◆ QUESTIONS:
- a) In the wildfire report, what share of the Southwest did the U.S. Drought Monitor's latest map classify as being in extreme or exceptional drought?
- b) Extract the passage of the wildfire report from "Smoke from the" to "over the weekend.", copying it word for word.

The conditions that produced the outbreak have been building for months. The Climate Prediction Center said the four-state region of Arizona, New Mexico, southern Utah and southern Colorado closed the cool season with its second-driest October-through-April stretch on record, behind only 2017–18. The U.S. Drought Monitor’s most recent map, issued last Thursday, classified more than 62 percent of the Southwest as in extreme or exceptional drought, the two most severe categories.

“The setup was sitting there in plain sight,” said Dr. Park Williams, a hydroclimatologist at the University of California, Los Angeles who studies aridification in the interior West. “You had a failed winter, fuels that never recharged, and an unusually strong late-spring lee-side wind event lined up against the eastern flanks of the Mogollon and the Sangre de Cristos. The fire weather forecasters at Albuquerque flagged the red-flag windows days out. The fires came in on schedule.”

Smoke from the fires reached as far north as Denver and as far east as the Texas Panhandle over the weekend, with air-quality monitors in Albuquerque, Santa Fe and Flagstaff registering “very unhealthy” readings on the Environmental Protection Agency’s index for portions of Sunday afternoon. State health officials in New Mexico urged residents with respiratory or cardiac conditions to remain indoors and distributed roughly 40,000 N95 masks through county public-health offices over the weekend.

One civilian fatality has been confirmed. The Apache County, Arizona, sheriff’s office said a 71-year-old man died Saturday night when he returned to his evacuated property south of Vernon to retrieve livestock and was overtaken by the fire’s leading edge. Three firefighters have been hospitalized with non-life-threatening burns and heat injuries, including two members of a Bureau of Land Management hotshot crew based out of Silver City.

The early start to the western fire year has reignited a long-running debate over federal preparedness. The U.S. Forest Service said roughly 11,200 of its targeted 11,600 wildland firefighter positions had been filled as of May 1, an improvement over the same point last year, but acknowledged that crew rotations had not yet ramped to peak-season staffing. “We are deploying out of a posture that assumes the season starts in late May, not the last week of April,” said Forest Service Chief Randy Moore in a written statement Monday. “We will adjust.” The agency said it was activating an additional three Type 1 teams and 18 Type 2 hand crews from outside the region this week.

◆ ENTRIES SHOWN:
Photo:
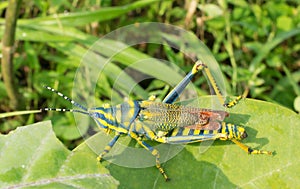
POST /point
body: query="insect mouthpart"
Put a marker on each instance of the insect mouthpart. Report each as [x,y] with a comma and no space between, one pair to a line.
[244,135]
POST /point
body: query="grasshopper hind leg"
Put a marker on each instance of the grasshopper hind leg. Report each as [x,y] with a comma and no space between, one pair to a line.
[153,151]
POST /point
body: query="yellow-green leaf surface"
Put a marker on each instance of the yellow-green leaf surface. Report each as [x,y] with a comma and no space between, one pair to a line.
[223,164]
[32,157]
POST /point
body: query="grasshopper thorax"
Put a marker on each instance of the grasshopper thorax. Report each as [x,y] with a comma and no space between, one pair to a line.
[234,132]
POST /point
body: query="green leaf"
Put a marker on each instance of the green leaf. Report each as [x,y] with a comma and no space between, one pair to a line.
[32,156]
[223,164]
[83,18]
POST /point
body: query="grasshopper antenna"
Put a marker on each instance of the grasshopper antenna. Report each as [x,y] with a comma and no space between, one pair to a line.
[83,110]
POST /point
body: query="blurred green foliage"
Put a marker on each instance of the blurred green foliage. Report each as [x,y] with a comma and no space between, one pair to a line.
[256,43]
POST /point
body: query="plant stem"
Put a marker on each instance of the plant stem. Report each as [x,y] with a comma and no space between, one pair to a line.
[8,50]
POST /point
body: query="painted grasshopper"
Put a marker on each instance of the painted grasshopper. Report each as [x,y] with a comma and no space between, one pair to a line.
[165,122]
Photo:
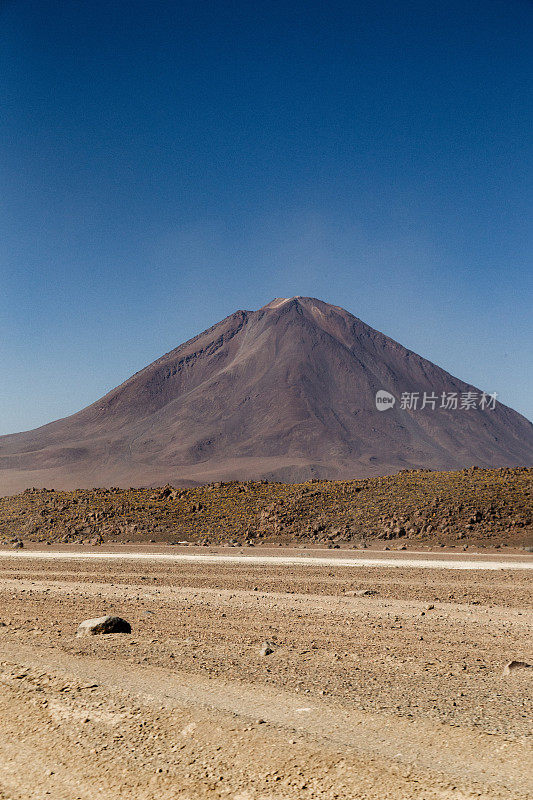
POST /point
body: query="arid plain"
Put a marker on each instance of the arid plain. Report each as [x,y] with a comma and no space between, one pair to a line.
[383,680]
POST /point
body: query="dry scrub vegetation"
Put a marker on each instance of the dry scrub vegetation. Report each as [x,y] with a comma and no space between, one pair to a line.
[472,506]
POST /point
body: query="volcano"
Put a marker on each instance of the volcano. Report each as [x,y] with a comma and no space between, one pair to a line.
[285,393]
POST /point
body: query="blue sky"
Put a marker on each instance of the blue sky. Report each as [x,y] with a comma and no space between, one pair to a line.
[165,163]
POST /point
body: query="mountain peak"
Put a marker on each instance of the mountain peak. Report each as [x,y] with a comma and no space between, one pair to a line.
[287,392]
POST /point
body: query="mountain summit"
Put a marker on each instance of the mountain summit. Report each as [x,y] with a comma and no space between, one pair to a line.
[287,392]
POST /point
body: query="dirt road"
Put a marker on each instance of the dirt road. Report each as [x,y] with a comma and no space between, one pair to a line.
[419,561]
[382,683]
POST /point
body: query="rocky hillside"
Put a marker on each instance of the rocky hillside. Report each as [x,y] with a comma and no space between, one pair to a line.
[284,393]
[478,506]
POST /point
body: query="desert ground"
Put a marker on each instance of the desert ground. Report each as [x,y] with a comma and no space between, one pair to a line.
[384,680]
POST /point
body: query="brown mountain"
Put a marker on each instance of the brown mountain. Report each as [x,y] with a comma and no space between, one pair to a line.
[287,393]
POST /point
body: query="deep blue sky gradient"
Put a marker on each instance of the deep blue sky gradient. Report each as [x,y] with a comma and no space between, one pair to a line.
[165,163]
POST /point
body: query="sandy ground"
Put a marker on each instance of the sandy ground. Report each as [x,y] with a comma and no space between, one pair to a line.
[396,693]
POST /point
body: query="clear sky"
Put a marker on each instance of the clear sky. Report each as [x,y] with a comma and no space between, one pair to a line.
[163,164]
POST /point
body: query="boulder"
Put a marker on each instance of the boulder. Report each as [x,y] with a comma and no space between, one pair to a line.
[513,666]
[267,648]
[107,624]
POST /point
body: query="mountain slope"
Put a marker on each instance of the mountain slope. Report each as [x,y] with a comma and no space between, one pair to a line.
[286,392]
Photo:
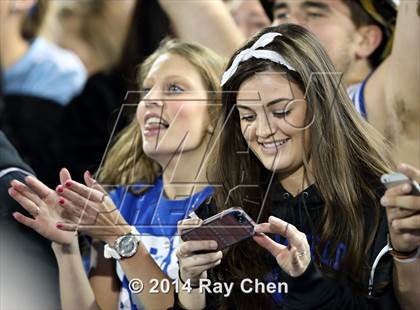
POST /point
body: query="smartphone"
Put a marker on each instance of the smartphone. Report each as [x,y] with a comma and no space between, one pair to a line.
[226,228]
[397,178]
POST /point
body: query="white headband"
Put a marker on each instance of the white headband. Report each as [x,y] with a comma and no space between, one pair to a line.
[252,52]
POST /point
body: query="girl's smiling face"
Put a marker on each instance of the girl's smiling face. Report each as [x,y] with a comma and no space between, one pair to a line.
[274,126]
[173,113]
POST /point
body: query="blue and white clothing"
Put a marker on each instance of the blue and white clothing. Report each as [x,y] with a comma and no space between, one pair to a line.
[46,71]
[155,218]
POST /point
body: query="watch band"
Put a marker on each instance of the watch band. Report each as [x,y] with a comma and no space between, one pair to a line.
[111,252]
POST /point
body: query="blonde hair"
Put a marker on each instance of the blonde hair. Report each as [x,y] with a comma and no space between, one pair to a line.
[126,163]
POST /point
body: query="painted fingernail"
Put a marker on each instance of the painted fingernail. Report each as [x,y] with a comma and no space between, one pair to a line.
[406,187]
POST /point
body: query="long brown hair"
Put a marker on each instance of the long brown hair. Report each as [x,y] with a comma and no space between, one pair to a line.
[348,157]
[126,163]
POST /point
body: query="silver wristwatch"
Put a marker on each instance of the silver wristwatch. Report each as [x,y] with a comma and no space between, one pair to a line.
[125,246]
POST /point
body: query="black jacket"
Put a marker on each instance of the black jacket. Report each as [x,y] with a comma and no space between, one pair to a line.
[313,289]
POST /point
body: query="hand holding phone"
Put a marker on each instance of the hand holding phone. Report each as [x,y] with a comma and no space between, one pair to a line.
[398,178]
[226,228]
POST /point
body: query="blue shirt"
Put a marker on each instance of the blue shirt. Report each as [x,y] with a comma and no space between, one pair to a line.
[155,218]
[46,71]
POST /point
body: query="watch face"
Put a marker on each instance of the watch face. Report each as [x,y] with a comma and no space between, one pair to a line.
[127,246]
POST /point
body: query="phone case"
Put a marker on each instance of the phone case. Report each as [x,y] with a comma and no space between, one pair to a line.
[227,228]
[397,178]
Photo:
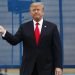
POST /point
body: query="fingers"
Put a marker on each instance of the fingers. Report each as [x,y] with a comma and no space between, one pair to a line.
[58,71]
[2,29]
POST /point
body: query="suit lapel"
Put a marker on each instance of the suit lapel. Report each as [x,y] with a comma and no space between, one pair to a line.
[43,31]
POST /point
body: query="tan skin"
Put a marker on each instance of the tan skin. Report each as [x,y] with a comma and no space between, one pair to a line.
[37,12]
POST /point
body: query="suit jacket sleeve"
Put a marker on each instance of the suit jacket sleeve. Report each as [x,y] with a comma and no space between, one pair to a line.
[57,49]
[14,39]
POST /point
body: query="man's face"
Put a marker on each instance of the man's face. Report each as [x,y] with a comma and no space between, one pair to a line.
[37,12]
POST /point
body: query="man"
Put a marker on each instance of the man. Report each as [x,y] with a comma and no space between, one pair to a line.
[41,56]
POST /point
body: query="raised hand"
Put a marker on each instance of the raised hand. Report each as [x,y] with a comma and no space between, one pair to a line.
[2,29]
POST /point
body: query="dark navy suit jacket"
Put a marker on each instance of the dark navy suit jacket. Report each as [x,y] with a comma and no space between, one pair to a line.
[46,56]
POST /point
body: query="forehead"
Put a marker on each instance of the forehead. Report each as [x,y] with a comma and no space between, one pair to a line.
[33,6]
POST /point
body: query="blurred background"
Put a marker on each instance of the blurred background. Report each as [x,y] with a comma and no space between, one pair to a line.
[15,12]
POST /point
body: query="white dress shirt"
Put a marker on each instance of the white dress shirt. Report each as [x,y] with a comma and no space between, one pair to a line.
[40,24]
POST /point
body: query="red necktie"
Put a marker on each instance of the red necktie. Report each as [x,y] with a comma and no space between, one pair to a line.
[37,33]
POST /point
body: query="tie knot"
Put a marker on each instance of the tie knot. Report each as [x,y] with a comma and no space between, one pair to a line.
[37,23]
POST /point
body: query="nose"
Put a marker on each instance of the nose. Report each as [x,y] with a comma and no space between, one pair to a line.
[36,11]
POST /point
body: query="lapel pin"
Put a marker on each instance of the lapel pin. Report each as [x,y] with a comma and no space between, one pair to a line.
[45,26]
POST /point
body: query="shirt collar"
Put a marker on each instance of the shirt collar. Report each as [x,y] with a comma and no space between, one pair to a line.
[40,22]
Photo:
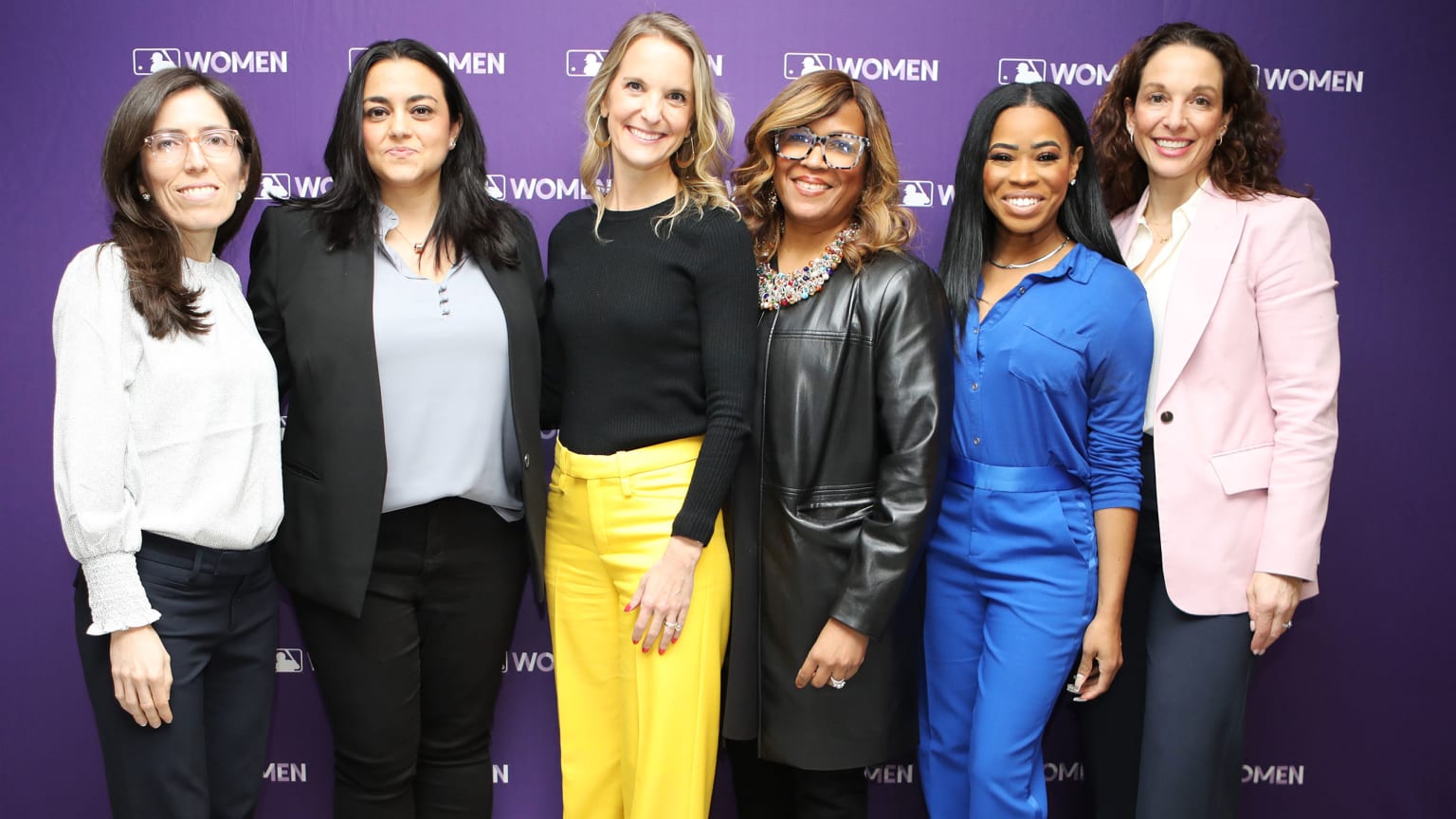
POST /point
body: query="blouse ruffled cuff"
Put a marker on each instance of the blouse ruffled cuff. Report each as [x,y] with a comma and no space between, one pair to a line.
[117,598]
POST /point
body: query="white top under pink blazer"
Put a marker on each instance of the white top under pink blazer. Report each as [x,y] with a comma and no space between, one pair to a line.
[1246,396]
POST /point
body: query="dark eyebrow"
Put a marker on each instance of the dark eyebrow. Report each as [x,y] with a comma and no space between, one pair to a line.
[415,98]
[203,130]
[1034,146]
[1209,91]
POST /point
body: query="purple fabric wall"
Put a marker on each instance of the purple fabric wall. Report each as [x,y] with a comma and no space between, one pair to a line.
[1344,719]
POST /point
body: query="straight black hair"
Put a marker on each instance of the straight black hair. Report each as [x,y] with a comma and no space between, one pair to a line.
[469,219]
[972,232]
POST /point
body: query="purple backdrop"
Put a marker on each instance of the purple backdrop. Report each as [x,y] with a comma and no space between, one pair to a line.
[1346,718]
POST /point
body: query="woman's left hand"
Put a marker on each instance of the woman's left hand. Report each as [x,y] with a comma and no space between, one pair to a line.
[834,656]
[664,593]
[1102,643]
[1273,599]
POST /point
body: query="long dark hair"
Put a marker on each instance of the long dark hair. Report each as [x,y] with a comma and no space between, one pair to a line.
[972,232]
[467,219]
[1244,165]
[884,223]
[150,246]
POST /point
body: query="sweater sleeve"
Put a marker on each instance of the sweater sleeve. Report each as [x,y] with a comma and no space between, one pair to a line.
[727,309]
[97,355]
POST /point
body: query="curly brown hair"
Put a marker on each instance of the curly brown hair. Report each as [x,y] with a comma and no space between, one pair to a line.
[708,138]
[150,246]
[884,223]
[1244,165]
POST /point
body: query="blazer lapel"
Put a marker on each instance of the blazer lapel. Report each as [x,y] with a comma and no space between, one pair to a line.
[355,327]
[1203,265]
[1124,225]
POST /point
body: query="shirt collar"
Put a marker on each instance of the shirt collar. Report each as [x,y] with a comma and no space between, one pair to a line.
[388,220]
[1069,267]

◆ RESPONSES TO THE EXERCISE:
- a) More than 62 percent

- b)
Smoke from the fires reached as far north as Denver and as far east as the Texas Panhandle over the weekend, with air-quality monitors in Albuquerque, Santa Fe and Flagstaff registering “very unhealthy” readings on the Environmental Protection Agency’s index for portions of Sunday afternoon. State health officials in New Mexico urged residents with respiratory or cardiac conditions to remain indoors and distributed roughly 40,000 N95 masks through county public-health offices over the weekend.